◆ EXERCISE PROMPT ◆
Express the lines of the entries below as a JSON list of strings, one string per line and with blank lines omitted, starting at the line that contains "For this dataset, tag each instance of the wooden" and ending at the last line of the entries.

◆ DATA EXCERPTS ◆

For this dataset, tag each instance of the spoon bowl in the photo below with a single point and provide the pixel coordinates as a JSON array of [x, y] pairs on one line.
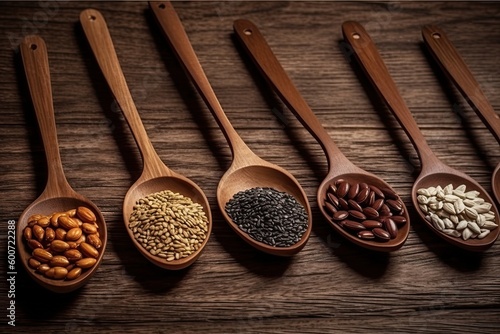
[[177, 184], [444, 52], [495, 183], [247, 170], [259, 175], [156, 176], [46, 205], [433, 171], [58, 196], [339, 166]]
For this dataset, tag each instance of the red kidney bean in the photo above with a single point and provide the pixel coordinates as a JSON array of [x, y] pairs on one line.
[[372, 213], [353, 191], [381, 234], [371, 224], [377, 191], [340, 215], [353, 226], [390, 226], [389, 193], [366, 235], [330, 208], [343, 189], [399, 220], [377, 204], [354, 205], [357, 214], [333, 199], [384, 210], [393, 205], [363, 195], [343, 204]]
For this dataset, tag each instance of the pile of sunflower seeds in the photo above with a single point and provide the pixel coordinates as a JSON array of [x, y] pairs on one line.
[[269, 216], [457, 212], [169, 225]]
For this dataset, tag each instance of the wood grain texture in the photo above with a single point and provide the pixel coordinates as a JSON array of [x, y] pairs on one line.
[[331, 285]]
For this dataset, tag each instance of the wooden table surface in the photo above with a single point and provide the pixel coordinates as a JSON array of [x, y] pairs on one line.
[[331, 285]]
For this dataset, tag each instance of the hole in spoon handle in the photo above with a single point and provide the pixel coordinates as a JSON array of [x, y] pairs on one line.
[[36, 65], [372, 63]]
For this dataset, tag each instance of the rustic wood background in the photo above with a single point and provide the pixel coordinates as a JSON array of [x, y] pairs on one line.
[[331, 285]]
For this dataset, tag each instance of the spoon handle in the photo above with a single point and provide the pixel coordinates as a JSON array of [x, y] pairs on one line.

◆ THE REPLY ◆
[
  "For this dataset, tag each instance of the wooden table surface in the photo above with a single point and provide the pixel coordinates as a JSON array of [x, y] pairs on one line.",
  "[[331, 285]]",
  "For this dataset, tag each instance of the hole in spoon handle in the photo above with a single point and provide the pixel coordinates as a JSON array of [x, y] pairs on one line.",
  "[[36, 65], [372, 63]]",
  "For this dataset, tag each instance of the rustic wood background in the photo above with a single point and provide the pixel coordinates as a JSON array of [x, y] pairs on one line.",
  "[[331, 285]]",
  "For this dataset, tag each instance of the spoon handle in the photo above with a single point and provide the pixel coordinates as a JSON array of [x, y] pairs on one line."
]